▸ **DATA EXCERPTS**:
- - - -

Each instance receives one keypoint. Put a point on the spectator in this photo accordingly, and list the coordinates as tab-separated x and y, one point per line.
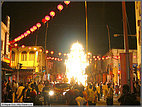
127	98
98	92
19	92
109	100
45	92
40	87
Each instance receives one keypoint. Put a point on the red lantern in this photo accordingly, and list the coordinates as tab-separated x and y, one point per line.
22	36
59	53
47	18
46	51
25	34
52	52
38	25
15	39
23	46
67	2
60	7
34	27
43	20
28	32
52	13
31	29
15	44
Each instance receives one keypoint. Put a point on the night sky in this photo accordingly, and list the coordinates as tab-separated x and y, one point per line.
68	26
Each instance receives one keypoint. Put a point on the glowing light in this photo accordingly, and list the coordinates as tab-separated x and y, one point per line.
46	51
67	2
15	44
31	29
52	52
28	32
65	54
60	53
94	56
43	20
51	93
34	27
15	39
52	13
38	25
60	7
76	64
40	50
23	46
25	34
22	36
134	56
47	18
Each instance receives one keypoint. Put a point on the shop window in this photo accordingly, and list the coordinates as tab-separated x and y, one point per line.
24	56
31	56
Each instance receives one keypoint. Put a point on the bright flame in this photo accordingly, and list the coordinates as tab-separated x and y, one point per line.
76	64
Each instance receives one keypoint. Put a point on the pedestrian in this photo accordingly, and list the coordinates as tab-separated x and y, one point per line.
33	94
105	90
127	98
45	92
109	100
80	100
116	89
101	90
9	91
36	87
4	92
98	92
40	87
91	95
19	92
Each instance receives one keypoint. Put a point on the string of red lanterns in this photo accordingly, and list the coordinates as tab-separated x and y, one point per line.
65	54
38	25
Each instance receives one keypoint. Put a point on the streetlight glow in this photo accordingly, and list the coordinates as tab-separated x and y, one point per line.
76	64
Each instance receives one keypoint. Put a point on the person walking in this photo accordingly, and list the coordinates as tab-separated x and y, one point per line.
91	96
45	92
127	98
98	92
109	100
33	94
40	87
19	92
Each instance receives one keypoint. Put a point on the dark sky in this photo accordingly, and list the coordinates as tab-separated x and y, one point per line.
68	26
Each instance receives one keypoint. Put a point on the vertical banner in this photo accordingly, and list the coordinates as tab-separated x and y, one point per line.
131	70
123	68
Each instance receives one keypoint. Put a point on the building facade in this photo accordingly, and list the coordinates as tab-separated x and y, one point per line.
138	31
5	53
112	64
32	60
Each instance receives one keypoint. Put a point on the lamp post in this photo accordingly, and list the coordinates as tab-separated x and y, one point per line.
126	43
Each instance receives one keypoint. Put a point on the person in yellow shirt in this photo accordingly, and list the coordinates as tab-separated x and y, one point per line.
105	90
40	87
98	92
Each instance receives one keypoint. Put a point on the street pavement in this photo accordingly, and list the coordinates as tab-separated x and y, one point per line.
102	102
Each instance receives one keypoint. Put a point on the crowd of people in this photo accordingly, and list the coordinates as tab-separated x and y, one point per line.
77	95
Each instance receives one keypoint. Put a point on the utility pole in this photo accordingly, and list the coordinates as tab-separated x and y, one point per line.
126	43
110	52
86	27
45	47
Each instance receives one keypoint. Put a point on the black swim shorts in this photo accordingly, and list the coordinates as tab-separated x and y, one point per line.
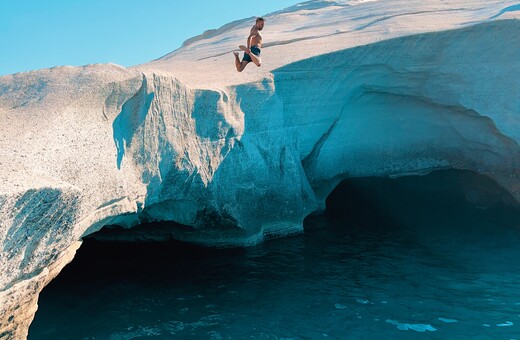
255	50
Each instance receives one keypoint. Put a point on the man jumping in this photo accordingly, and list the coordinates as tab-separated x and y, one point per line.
252	51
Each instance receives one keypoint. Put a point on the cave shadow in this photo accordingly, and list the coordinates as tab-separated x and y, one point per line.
447	204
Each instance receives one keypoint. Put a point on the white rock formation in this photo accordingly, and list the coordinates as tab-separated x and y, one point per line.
347	88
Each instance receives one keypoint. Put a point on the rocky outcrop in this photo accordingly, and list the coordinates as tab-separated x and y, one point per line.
102	145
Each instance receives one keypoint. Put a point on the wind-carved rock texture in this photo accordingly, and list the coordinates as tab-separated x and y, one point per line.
86	147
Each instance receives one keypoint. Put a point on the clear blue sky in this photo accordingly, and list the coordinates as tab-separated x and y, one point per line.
44	33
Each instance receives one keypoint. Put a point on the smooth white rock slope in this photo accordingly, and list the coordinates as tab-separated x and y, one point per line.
346	89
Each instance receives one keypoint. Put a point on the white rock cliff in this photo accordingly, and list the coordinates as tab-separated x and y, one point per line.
346	89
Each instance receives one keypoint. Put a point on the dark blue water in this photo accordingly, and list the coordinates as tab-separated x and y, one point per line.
450	274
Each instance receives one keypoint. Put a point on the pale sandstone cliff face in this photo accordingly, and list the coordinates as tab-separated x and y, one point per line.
238	157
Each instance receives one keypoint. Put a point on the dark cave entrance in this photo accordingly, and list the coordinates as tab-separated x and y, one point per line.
445	201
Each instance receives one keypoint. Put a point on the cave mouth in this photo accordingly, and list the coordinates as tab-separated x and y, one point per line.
370	265
444	202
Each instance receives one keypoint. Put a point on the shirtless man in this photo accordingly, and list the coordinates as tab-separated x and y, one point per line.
252	51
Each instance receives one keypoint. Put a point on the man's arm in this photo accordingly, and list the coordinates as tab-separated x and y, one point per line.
254	32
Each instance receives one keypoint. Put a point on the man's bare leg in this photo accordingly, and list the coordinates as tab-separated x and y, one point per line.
253	57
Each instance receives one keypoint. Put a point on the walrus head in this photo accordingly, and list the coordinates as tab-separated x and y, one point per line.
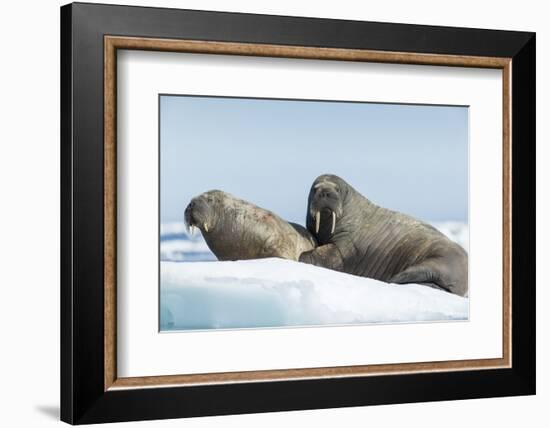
202	211
325	206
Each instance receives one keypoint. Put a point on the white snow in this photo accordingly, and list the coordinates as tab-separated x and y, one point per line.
276	292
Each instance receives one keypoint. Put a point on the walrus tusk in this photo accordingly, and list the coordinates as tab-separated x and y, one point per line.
317	221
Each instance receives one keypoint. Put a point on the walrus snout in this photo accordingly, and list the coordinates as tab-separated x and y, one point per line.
197	215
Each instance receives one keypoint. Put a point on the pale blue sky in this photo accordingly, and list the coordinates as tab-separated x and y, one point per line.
410	158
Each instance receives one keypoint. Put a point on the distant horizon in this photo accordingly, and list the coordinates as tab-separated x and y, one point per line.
409	158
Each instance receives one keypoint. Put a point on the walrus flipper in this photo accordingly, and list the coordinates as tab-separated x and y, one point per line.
327	256
418	274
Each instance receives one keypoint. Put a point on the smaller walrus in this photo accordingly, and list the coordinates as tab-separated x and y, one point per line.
238	230
358	237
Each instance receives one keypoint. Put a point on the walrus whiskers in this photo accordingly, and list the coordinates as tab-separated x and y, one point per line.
317	221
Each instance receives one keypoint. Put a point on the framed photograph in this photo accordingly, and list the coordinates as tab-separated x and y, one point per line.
265	213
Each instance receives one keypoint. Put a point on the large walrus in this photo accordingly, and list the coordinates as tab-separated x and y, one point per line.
358	237
238	230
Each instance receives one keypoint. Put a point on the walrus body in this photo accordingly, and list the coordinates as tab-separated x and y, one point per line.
235	229
358	237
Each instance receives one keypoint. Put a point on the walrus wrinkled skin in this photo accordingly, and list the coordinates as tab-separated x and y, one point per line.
235	229
358	237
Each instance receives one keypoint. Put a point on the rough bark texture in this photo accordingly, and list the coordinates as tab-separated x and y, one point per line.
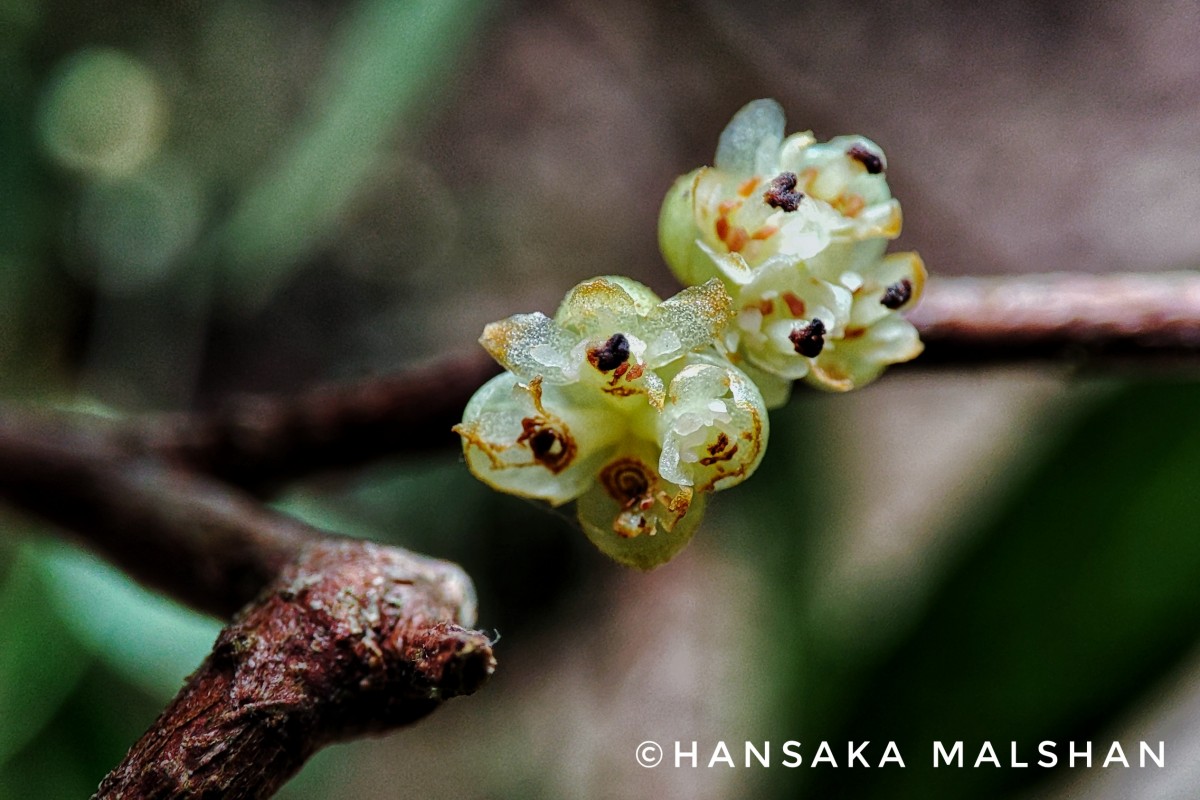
340	637
353	638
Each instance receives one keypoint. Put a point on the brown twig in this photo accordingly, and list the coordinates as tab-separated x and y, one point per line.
340	637
258	443
353	638
979	320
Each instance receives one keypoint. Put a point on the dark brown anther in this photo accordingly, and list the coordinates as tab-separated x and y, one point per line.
783	193
551	447
611	354
897	294
862	155
809	340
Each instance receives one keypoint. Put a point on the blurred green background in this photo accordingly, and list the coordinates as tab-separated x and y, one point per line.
201	199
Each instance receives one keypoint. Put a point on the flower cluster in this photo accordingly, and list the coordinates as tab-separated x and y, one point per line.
797	232
622	403
633	407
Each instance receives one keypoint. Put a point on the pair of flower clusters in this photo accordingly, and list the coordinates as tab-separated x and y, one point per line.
636	408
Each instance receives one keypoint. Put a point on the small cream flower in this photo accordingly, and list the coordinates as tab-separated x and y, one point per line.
797	232
619	402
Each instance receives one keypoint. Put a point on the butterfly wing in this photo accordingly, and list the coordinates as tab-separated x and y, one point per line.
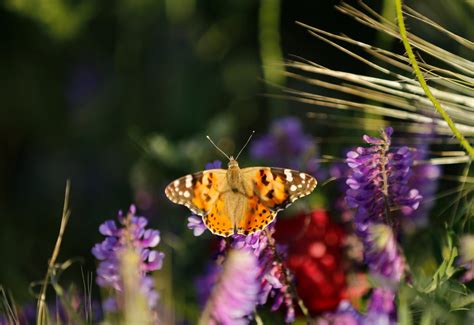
271	190
199	191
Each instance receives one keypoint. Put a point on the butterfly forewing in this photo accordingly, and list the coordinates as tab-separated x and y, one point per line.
279	187
198	191
274	189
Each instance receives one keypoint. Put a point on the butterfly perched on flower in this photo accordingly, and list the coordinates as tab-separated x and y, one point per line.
239	201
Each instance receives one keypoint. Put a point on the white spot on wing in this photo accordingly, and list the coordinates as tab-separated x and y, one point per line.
189	181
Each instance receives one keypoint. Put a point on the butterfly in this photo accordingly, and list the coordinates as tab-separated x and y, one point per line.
239	201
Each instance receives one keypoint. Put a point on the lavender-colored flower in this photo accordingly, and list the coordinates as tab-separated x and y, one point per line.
382	309
273	276
287	146
344	315
382	252
130	234
379	180
234	297
378	185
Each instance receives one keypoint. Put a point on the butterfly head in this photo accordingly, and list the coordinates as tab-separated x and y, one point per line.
232	163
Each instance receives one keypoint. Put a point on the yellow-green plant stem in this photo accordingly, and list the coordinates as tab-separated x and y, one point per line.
421	80
41	310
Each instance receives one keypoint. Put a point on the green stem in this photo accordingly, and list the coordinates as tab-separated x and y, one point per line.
421	80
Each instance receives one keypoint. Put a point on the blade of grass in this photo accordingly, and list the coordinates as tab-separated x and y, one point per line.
401	25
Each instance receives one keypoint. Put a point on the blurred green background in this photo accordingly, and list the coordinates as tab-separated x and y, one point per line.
118	95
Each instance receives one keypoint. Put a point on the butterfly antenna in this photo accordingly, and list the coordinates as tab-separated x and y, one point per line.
209	138
246	143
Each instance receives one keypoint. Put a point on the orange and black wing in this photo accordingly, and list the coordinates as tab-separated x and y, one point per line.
273	189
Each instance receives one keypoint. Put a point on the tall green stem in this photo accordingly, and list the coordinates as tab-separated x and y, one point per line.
421	80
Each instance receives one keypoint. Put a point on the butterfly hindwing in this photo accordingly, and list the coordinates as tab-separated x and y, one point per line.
198	191
218	220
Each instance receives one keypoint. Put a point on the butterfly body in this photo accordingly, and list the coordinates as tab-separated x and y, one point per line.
239	200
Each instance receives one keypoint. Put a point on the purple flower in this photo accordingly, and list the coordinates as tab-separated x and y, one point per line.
287	146
216	164
378	185
273	276
382	309
234	297
130	233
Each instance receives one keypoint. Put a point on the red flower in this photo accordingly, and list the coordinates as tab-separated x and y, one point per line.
315	255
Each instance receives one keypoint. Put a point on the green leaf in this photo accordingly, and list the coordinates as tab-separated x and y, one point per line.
446	270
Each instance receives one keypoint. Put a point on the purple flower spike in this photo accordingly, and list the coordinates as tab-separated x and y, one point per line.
467	257
382	308
216	164
378	185
234	297
344	315
196	225
130	234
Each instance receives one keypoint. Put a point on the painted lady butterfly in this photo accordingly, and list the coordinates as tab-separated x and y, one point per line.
240	201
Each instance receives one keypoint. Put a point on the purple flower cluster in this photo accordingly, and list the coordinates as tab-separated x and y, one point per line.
287	146
272	275
466	257
382	309
275	278
378	185
425	178
234	297
129	234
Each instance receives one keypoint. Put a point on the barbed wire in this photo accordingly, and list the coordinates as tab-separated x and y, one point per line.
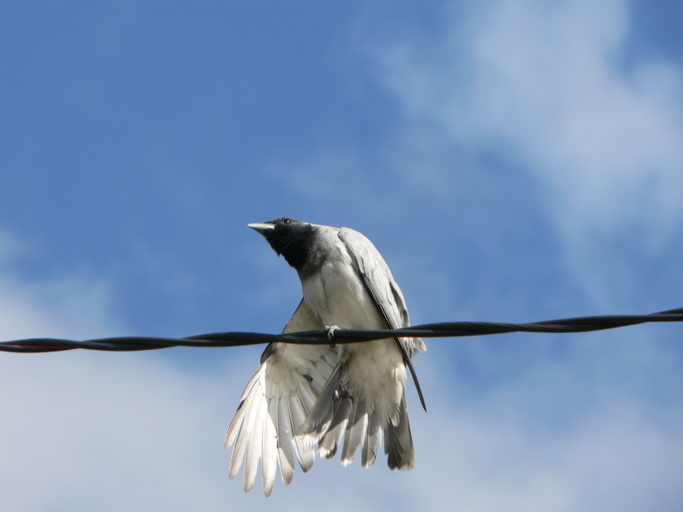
338	336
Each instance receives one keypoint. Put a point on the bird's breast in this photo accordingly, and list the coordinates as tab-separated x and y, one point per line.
336	294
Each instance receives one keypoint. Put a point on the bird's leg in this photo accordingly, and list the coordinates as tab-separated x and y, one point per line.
330	334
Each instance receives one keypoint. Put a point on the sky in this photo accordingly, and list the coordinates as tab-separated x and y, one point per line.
513	161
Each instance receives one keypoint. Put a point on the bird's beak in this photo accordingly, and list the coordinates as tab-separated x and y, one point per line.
261	227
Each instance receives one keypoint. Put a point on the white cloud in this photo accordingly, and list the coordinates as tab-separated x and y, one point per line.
84	431
552	82
554	90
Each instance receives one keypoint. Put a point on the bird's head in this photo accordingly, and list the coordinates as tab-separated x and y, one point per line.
289	238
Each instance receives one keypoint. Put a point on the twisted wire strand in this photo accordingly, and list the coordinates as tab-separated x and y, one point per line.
336	336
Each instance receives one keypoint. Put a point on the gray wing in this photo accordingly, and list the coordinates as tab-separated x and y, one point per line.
275	404
385	292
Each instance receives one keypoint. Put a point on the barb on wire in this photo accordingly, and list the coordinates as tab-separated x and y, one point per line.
437	330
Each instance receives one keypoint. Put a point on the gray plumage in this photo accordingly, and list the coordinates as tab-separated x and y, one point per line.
328	398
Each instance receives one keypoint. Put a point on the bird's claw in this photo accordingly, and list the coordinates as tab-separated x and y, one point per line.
330	334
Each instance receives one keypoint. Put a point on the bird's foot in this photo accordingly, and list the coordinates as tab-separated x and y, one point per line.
330	334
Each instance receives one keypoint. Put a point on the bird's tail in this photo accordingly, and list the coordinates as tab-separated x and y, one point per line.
398	442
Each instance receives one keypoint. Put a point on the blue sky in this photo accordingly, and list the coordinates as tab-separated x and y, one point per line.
513	161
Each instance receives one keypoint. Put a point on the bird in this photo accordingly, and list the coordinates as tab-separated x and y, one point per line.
332	397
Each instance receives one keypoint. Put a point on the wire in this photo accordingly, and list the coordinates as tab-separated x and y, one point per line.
336	336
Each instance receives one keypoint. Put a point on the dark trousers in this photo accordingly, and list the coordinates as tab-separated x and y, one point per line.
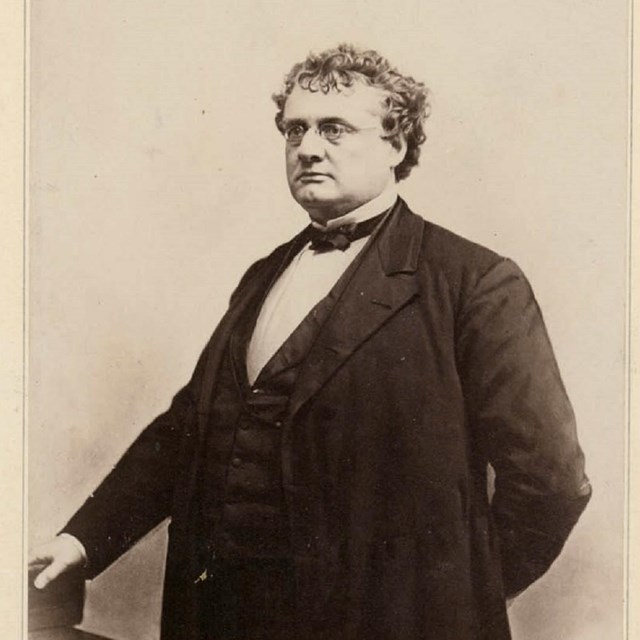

- - - -

▸ **PROBLEM DESCRIPTION**: Which lines of the material contain the word "cave", with case counting? Pull out every one of them.

▸ **WRITTEN SOLUTION**:
Each instance receives one keypoint. Put a point on the cave shadow in this photo accordingly, and list the coordinates as tab-separated x and y, one point per line.
Each instance receives one keypoint. Put a point on the dark cave entrance in this photo accordingly, and list the coordinates as tab-separated x and y, one point per line.
Each instance receives one keypoint. Put a point on the cave mouth in this photo accordingly, and list the coordinates as tab-separated x and y, one point per line.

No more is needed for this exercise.